MATERIALS PROVIDED START

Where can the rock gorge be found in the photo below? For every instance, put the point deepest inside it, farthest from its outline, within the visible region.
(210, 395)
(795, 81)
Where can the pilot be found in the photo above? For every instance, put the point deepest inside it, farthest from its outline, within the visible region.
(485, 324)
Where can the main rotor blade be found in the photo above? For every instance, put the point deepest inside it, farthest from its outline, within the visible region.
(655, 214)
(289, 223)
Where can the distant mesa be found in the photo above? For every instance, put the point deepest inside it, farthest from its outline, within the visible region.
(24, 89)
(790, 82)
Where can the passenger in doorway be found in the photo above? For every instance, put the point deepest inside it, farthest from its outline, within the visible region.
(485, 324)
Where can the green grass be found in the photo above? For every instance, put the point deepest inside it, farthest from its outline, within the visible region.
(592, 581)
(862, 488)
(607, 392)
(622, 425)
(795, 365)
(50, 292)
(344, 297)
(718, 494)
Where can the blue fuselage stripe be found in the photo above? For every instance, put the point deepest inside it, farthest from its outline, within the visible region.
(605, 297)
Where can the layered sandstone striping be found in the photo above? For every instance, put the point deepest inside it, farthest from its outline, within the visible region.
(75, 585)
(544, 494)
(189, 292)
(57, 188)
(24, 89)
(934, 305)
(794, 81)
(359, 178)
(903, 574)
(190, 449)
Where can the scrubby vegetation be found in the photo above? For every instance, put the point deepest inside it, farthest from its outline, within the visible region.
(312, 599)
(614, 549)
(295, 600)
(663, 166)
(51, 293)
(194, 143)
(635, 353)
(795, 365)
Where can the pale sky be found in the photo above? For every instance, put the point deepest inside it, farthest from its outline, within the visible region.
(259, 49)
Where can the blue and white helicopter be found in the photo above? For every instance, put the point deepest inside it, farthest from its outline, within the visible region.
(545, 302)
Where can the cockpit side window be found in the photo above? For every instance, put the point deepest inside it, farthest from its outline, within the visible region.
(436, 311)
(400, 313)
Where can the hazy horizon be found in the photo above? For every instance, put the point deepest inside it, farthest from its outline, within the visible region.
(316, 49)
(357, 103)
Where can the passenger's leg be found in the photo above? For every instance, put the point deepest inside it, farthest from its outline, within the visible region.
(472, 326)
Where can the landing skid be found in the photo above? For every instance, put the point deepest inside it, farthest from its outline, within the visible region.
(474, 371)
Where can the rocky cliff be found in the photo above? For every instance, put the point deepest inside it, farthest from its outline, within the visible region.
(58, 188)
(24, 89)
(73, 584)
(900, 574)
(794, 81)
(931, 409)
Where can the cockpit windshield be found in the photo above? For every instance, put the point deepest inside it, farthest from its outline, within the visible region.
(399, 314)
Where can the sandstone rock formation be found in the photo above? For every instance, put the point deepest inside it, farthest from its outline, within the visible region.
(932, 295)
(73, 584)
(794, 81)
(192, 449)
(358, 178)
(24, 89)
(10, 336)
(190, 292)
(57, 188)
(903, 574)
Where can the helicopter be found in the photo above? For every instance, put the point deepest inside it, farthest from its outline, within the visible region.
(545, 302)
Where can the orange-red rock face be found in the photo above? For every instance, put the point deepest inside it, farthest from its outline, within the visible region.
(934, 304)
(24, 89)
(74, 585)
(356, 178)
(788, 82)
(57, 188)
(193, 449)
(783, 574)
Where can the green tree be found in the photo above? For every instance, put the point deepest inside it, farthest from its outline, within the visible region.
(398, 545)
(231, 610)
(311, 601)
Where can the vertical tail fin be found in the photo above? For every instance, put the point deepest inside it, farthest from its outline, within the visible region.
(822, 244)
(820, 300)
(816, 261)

MATERIALS PROVIDED END

TASK DESCRIPTION →
Nothing added, nothing dropped: copy the data above.

REPLY →
Where can the rock gorge be found in the photo below? For every instance, put the point deepest inside it, farthest from its outline, within the visible region.
(210, 395)
(795, 81)
Where can the pilot be found in the photo above? For every instance, put the point deepest inside it, farthest from its outline, within the visible region.
(485, 324)
Where can the main rotor blade be found in the photo above? For every instance, put the point deepest inside it, farthest from its outline, within the visible region.
(655, 214)
(289, 223)
Where can the distant mesa be found in the photo above? For every instance, put the point deepest inside it, farthest from its outline, within the visible region.
(24, 89)
(790, 82)
Where can the passenger in doorway be found in the photo above? For every instance, put the point deepest inside it, farthest from its outline, within the visible region.
(485, 324)
Where can the green grass be found in the photo above? For every instance, put the point deepest inside it, farthest from its outline, within the visible region.
(592, 581)
(862, 488)
(607, 392)
(622, 425)
(795, 365)
(50, 292)
(344, 297)
(718, 494)
Where can the blue fuselage stripe be found in the photo above? For every instance, put the point deepest inside it, farthest from its outline, within the visible region.
(605, 297)
Where can the layered sandstone striping be found in the photo above? For every instance, put the point deepest inside it, farthest from its outline, within the visible region.
(75, 585)
(544, 494)
(189, 292)
(57, 188)
(24, 89)
(934, 305)
(794, 81)
(359, 178)
(903, 574)
(190, 449)
Where can the scrubby vegetation be found in the photo above? For every instance, put the point deepest inside it, farthest from its outline, within the visible region.
(312, 599)
(614, 549)
(295, 600)
(663, 166)
(51, 293)
(194, 143)
(635, 353)
(795, 365)
Where can the pale sky be found in the photo above? For every instance, put the point deepest inside it, farthest from its outline, within the visible region.
(259, 49)
Where can the blue and white helicopter be found in the photo above? For every instance, put the point deepest inside it, farthest from its outline, within the visible region.
(545, 302)
Where can the cockpit side window be found in the photo above? For every instance, put the point deepest inside it, farthest from its outline, within the visible region.
(436, 311)
(400, 313)
Where can the hazy horizon be found in the photo above? For every instance, put the point deepest inside it, farthest from its outline, within the visible region.
(316, 49)
(357, 103)
Where can the passenger's leg be found in the photo above? For every instance, put the point deepest inside it, farthest from its outline, within the visible region.
(472, 326)
Where can the landing skid be found in the photo above? For every instance, put the point deepest inside it, farthest from its outline, within the visible region.
(474, 371)
Where can the rocky cliff be found in the photo above? For every instance, put the point deepest inside it, farthest from its outline, within the visible region.
(58, 188)
(24, 89)
(73, 584)
(900, 574)
(794, 81)
(931, 409)
Where can the cockpit windshield be found in the photo above? For every instance, put the point deepest inside it, farthest from its outline, within the visible region.
(399, 314)
Where can the sandstone rock formation be found in the photo above? For every instance, put the point deepest inside it, farthest from its outline, within the visible region.
(932, 295)
(73, 584)
(794, 81)
(192, 449)
(358, 178)
(24, 89)
(10, 336)
(190, 292)
(57, 188)
(903, 574)
Where can the helicopter be found in the photo above? For every instance, put the point deepest inside it, farthest from its outline, within the visible region.
(545, 302)
Where can the orange-red rock face be found in the photo above? For every instance, put the point deepest inside it, farthest from its outline, within the visible region.
(934, 304)
(24, 89)
(74, 585)
(356, 178)
(788, 82)
(57, 188)
(193, 449)
(783, 574)
Where can the green tree be found in the photo above? For every instance, put the point deepest inside it, farthest from its outline, within the visible region.
(398, 545)
(231, 610)
(311, 601)
Where can the vertical tail fin be found in the photo above? For every instance, put the point deepest inside it, farthest from its outline, within the visible region.
(822, 244)
(820, 300)
(816, 261)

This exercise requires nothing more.